Objective
Print, verbatim and with nothing else, the stretch of items from the line containing "target | sidewalk" through the final line of the items below.

Data provided
====

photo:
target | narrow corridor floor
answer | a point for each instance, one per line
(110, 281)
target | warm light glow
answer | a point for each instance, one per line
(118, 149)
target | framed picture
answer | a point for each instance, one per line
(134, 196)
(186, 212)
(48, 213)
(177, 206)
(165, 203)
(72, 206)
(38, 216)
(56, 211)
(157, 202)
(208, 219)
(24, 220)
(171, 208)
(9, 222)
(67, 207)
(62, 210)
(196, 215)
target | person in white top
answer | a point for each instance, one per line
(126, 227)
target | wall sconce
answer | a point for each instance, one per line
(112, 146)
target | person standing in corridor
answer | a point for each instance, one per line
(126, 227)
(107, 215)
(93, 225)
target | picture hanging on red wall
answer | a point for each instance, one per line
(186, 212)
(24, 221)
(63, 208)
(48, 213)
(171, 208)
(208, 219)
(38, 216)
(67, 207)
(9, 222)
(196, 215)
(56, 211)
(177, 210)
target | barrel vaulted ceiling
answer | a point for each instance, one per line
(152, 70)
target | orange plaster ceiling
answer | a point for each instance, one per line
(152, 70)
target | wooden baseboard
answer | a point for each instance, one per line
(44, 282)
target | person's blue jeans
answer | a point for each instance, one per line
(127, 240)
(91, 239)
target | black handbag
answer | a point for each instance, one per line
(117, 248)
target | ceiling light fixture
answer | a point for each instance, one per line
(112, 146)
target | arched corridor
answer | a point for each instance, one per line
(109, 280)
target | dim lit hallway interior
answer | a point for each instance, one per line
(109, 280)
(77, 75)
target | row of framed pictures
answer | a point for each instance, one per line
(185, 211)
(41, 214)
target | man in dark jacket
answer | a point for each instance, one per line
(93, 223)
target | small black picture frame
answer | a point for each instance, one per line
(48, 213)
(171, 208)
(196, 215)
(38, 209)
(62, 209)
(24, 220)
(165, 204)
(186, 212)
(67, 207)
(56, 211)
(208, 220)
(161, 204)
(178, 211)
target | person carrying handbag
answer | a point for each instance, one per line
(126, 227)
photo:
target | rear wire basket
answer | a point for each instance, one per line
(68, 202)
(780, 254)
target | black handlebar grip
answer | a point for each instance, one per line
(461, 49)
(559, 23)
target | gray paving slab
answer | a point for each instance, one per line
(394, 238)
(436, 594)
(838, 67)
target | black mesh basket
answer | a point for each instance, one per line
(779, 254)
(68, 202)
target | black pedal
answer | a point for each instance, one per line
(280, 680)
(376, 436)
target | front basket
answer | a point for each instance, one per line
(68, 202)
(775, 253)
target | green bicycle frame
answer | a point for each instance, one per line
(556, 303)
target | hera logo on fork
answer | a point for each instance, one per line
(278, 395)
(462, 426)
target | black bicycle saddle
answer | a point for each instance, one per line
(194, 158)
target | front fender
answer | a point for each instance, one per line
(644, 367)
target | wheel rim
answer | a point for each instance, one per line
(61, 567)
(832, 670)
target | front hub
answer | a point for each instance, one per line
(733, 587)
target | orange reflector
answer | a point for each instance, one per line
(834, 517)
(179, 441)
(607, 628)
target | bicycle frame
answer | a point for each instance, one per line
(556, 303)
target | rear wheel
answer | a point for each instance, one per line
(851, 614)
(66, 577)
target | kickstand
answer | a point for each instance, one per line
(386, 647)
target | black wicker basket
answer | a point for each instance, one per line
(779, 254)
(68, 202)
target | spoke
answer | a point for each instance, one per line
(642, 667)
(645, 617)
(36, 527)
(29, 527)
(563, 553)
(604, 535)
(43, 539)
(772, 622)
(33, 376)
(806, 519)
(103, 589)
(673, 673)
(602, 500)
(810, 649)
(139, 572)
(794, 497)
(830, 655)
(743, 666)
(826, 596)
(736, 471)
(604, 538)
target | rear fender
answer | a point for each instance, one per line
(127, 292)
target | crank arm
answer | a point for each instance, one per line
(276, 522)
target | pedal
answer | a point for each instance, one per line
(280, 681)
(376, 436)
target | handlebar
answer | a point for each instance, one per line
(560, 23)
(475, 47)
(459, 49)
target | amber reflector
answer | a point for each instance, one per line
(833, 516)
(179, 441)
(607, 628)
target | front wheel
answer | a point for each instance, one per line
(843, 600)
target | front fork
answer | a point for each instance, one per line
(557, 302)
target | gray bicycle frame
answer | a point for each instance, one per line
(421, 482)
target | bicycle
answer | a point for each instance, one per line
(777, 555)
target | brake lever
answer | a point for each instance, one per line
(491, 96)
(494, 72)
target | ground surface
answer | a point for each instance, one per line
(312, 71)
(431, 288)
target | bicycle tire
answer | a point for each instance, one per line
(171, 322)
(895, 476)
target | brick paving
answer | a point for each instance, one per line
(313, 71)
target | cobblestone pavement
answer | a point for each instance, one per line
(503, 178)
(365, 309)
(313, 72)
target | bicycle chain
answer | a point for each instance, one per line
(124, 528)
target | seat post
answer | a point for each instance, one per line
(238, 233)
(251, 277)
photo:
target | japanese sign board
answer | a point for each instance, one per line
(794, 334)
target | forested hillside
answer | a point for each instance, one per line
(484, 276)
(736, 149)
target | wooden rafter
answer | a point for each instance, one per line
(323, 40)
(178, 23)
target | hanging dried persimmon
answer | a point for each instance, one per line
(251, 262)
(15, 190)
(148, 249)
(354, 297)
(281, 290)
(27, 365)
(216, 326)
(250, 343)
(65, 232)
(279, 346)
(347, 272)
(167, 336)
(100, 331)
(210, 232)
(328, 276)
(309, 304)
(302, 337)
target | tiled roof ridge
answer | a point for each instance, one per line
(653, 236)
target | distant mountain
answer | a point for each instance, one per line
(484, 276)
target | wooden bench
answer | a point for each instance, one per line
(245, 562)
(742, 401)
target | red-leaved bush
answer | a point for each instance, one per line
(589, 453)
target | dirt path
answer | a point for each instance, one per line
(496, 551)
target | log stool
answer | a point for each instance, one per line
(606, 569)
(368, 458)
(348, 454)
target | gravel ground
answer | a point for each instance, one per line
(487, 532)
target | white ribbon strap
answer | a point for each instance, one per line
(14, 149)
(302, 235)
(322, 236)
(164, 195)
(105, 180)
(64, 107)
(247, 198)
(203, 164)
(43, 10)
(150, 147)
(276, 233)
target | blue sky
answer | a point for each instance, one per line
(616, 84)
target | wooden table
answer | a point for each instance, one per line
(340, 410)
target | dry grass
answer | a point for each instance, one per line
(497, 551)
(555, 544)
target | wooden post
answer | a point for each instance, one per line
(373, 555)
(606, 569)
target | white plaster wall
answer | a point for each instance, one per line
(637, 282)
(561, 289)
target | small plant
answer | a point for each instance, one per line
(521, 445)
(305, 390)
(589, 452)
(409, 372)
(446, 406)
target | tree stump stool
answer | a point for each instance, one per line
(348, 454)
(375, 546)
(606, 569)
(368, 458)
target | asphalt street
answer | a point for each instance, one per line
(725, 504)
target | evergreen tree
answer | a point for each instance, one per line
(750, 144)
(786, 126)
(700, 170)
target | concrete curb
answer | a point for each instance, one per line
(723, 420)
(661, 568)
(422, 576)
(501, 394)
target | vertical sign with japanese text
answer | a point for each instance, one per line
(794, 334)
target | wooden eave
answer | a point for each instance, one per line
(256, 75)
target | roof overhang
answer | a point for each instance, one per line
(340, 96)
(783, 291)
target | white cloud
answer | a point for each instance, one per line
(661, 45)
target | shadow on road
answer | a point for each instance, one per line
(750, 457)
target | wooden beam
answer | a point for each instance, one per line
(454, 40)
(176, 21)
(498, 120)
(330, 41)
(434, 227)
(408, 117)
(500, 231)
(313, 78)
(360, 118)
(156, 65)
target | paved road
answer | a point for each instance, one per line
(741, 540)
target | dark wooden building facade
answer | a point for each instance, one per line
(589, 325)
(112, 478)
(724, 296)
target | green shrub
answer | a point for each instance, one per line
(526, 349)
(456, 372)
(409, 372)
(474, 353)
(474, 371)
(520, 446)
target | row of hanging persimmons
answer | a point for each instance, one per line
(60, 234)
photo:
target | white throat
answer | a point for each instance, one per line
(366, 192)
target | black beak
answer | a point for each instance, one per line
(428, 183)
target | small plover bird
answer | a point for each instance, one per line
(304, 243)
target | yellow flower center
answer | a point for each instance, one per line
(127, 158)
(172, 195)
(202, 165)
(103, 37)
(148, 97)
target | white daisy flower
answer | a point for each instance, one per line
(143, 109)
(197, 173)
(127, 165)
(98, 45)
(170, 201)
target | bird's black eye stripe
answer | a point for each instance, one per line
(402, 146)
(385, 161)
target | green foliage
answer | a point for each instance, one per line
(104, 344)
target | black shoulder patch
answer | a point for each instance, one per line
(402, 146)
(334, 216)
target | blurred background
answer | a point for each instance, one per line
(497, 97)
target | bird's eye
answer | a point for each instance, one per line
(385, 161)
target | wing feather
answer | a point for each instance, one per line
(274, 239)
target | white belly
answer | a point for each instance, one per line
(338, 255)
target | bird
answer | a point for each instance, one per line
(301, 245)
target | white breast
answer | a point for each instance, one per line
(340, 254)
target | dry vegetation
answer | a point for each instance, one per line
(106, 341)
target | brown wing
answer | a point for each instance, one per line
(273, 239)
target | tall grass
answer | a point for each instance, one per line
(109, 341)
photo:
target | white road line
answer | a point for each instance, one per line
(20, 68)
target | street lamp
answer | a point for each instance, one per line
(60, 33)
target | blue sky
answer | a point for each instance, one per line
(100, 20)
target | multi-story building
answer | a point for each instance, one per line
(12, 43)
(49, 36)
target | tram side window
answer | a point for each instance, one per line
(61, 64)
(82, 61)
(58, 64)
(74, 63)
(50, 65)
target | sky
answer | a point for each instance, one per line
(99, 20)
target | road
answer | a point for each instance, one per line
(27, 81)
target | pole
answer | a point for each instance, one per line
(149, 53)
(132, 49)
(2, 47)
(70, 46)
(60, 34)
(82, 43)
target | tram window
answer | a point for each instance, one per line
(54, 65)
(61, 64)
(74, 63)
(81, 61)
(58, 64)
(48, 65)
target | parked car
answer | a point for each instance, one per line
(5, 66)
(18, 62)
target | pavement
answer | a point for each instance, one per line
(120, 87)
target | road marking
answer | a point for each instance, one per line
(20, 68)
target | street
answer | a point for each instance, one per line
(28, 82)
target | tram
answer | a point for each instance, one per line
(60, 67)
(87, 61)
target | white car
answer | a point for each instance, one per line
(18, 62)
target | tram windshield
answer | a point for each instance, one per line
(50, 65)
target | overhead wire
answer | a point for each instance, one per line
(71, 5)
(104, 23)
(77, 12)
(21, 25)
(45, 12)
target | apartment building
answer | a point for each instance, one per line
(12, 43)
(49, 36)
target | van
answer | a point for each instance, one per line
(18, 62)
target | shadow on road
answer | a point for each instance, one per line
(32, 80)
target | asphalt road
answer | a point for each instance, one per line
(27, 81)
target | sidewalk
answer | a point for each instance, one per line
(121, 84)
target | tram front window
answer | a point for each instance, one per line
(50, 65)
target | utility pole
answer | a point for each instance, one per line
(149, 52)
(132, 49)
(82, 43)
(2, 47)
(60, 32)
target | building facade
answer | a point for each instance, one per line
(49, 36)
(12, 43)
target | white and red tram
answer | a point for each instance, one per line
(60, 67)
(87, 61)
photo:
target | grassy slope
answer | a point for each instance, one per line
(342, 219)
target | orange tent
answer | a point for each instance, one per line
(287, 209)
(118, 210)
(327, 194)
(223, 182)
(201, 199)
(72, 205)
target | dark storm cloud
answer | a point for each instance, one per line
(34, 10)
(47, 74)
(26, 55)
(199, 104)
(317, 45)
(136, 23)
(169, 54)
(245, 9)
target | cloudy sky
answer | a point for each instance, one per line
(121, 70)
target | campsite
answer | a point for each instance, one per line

====

Result for this task
target | sidewalk
answer | a point for each instance, one per line
(121, 84)
target | tram front window
answer | a point for each instance, one per line
(50, 65)
target | utility pole
answer | a point for each instance, one per line
(149, 52)
(132, 49)
(82, 43)
(2, 47)
(60, 32)
target | building facade
answer | a point for each instance, one per line
(49, 36)
(12, 43)
target | white and red tram
answer | a point for each instance, one per line
(60, 67)
(87, 61)
photo:
target | grassy slope
answer | a point for each instance, one per line
(342, 219)
target | orange tent
answer | a point for each instance, one per line
(287, 209)
(118, 210)
(327, 194)
(223, 182)
(201, 199)
(72, 205)
target | dark storm cloud
answer | a point for each instance, one per line
(34, 10)
(47, 74)
(26, 55)
(199, 104)
(317, 45)
(136, 23)
(169, 54)
(245, 9)
target | cloudy sky
answer | a point for each instance, one per line
(121, 70)
target | campsite
answer | a point for each instance, one per line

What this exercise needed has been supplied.